(A block of data)
☆ ☆ ☆ ☆ ☆

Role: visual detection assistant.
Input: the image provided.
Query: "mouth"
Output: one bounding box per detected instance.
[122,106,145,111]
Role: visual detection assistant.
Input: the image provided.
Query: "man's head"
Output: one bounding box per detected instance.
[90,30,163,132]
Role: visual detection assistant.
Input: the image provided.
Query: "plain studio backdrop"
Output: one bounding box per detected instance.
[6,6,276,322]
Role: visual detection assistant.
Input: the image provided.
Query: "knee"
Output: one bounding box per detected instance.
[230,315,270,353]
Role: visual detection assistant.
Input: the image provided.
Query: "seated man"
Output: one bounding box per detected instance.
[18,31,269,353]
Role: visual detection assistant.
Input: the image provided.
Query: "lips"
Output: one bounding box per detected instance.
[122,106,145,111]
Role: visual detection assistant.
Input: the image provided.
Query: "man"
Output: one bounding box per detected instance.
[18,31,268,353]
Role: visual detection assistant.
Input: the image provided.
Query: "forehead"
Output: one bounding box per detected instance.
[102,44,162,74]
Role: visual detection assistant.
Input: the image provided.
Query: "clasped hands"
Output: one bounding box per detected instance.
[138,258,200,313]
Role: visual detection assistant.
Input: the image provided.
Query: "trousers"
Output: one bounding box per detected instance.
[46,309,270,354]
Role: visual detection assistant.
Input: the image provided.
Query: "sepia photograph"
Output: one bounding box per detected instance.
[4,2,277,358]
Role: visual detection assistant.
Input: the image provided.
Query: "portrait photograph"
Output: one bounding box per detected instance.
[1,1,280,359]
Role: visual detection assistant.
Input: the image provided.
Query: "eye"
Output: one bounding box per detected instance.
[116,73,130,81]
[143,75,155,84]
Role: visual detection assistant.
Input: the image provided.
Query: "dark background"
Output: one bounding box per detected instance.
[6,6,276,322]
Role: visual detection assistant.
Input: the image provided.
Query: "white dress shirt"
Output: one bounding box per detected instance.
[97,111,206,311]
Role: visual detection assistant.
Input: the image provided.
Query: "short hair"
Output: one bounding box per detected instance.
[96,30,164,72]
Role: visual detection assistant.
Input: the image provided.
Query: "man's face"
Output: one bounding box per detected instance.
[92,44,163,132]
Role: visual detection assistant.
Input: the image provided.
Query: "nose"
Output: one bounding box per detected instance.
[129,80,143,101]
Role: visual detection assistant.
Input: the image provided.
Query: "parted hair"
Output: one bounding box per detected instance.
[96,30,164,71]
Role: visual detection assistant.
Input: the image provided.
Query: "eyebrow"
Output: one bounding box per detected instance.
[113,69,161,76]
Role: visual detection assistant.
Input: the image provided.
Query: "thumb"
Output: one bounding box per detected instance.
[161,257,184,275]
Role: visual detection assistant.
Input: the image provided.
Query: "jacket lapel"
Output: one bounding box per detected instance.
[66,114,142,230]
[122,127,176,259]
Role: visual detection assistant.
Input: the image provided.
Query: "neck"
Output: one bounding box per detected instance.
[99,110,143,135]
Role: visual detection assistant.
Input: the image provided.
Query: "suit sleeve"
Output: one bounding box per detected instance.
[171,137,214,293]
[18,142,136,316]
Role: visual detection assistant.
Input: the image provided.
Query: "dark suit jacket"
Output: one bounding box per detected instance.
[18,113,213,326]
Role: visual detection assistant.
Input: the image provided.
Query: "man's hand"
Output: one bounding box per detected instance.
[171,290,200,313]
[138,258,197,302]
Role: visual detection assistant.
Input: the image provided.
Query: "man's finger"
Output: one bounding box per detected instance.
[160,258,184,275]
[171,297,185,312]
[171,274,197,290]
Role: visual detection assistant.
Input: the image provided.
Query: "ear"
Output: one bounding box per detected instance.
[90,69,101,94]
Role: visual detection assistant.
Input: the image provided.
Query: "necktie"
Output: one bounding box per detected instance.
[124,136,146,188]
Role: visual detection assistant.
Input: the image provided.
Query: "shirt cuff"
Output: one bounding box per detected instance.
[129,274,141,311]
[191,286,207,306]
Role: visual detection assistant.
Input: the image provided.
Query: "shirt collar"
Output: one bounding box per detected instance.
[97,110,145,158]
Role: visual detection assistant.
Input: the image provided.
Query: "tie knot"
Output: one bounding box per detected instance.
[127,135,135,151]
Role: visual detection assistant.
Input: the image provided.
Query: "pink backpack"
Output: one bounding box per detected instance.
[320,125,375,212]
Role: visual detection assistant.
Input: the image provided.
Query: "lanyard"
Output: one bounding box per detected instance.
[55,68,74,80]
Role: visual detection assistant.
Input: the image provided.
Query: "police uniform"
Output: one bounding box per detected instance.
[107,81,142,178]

☆ ☆ ☆ ☆ ☆

__WHAT IS ASKED__. Copy out every one of the lines above, word for word and in the same order.

__REPLY__.
Role: visual detection assistant.
Input: the image provided.
Query: "mouth"
Output: one bounding box per detected instance.
[122,106,145,111]
Role: visual detection assistant.
Input: the image provided.
Query: "man's head"
Output: one bounding box per detected instance.
[90,30,163,132]
Role: visual detection assistant.
Input: the image provided.
Query: "plain studio backdrop"
Output: one bounding box per detected instance.
[6,6,276,322]
Role: visual detection assistant.
Input: the image provided.
Query: "knee"
Output: one bounding box per detected instance.
[230,315,270,353]
Role: visual detection assistant.
Input: the image provided.
Query: "seated man"
Output: one bounding box per detected instance.
[18,31,269,353]
Role: visual detection assistant.
Input: the image provided.
Query: "lips"
Output: one bounding box per detected instance.
[122,106,145,111]
Role: visual detection assistant.
Input: the image provided.
Query: "man"
Output: one bounding box per detected instance.
[18,31,268,353]
Role: visual detection assistant.
Input: the image provided.
Query: "forehead"
Output: one bounding box per detected instance.
[102,44,162,74]
Role: visual detection assistant.
Input: the image provided.
Query: "clasped hands"
Output: one bounding box per detected instance.
[138,258,200,313]
Role: visual detection assistant.
Input: the image provided.
Query: "trousers"
Output: one bounding box per detected instance.
[46,309,270,354]
Role: visual detection assistant.
Input: the image provided.
Query: "sepia photograph"
Output: one bounding box per detected instance.
[4,2,277,358]
Role: visual detection assistant.
Input: the image provided.
Query: "portrait photograph"
Output: one bounding box per detected instance.
[1,1,280,359]
Role: visual detection assistant.
Input: the image provided.
Query: "eye"
Output: one bounding box per detected instance.
[116,73,130,81]
[143,75,155,84]
Role: visual detection assistant.
Input: the image provided.
Query: "dark background"
Output: one bounding box per detected instance.
[6,6,276,322]
Role: visual detection assistant.
Input: the image provided.
Query: "white dress shirt"
Output: one bounding box per detected instance.
[97,111,206,311]
Role: visual detection assistant.
Input: the image provided.
Query: "short hair"
Output: one bounding box per detected instance.
[96,30,164,72]
Role: visual detection assistant.
Input: the image provided.
Query: "man's face"
Output: one bounding box per detected instance.
[92,44,163,132]
Role: visual detection assistant.
Input: the image provided.
Query: "nose"
Output: one bounding box per detected instance.
[129,80,143,101]
Role: visual detection assistant.
Input: the image provided.
Query: "parted hair"
Output: one bounding box per detected instance.
[96,30,164,71]
Role: visual detection assistant.
Input: the image provided.
Query: "eyebrow"
Output: one bounding box per detected instance.
[113,69,161,76]
Role: visual detection assistant.
Input: the image provided.
Query: "thumb"
Output: one bounding box per detected instance.
[161,257,184,275]
Role: visual detection assistant.
Input: the image provided.
Query: "jacket lapel"
Output: one bounding box per detected instance.
[66,114,142,230]
[122,127,176,259]
Role: visual detection assistant.
Input: the image provided.
Query: "neck"
Output: one bounding box per detected instance.
[99,110,143,135]
Role: visual detection assistant.
Input: the image provided.
Query: "suit sleeve"
Output: one bounding box per detected instance.
[171,137,214,293]
[18,142,136,316]
Role: visual detection assistant.
Input: the image provided.
Query: "dark suit jacket"
Output: one bounding box per detected instance.
[18,113,213,326]
Role: visual detection assistant.
Input: the image provided.
Query: "man's hand"
Output: one bounding box per detected instance.
[171,290,200,313]
[138,258,197,302]
Role: visual detection assistant.
Input: the image provided.
Query: "man's finger"
Output: one bounding box per detected instance.
[160,258,184,275]
[171,297,185,312]
[171,274,197,290]
Role: visual detection assistant.
Input: the image provided.
Query: "ear"
Output: one bounding box per detected instance.
[90,69,101,94]
Role: visual detection assistant.
Input: the image provided.
Query: "necktie"
Output: one bounding box per detected instance.
[124,136,146,188]
Role: visual detection assistant.
Input: the image provided.
Query: "shirt cuff"
Output: one bounding box per detected instance.
[129,274,141,311]
[191,286,207,306]
Role: visual detection assistant.
Input: the image provided.
Query: "shirt collar"
Output: one bounding box per detected instance.
[97,110,145,158]
Role: visual detection assistant.
Input: the image provided.
Query: "tie knot"
Output: one bounding box per detected instance.
[127,135,135,151]
Role: visual detection assistant.
Input: the image provided.
Query: "pink backpack"
Output: one bounding box per detected instance.
[320,125,375,212]
Role: visual detection assistant.
Input: the image provided.
Query: "lanyard"
Output: one bounding box per detected instance.
[55,68,74,80]
Role: visual detection assistant.
Input: the image provided.
Query: "police uniform"
Output: one bounding box per detected instance.
[107,81,142,178]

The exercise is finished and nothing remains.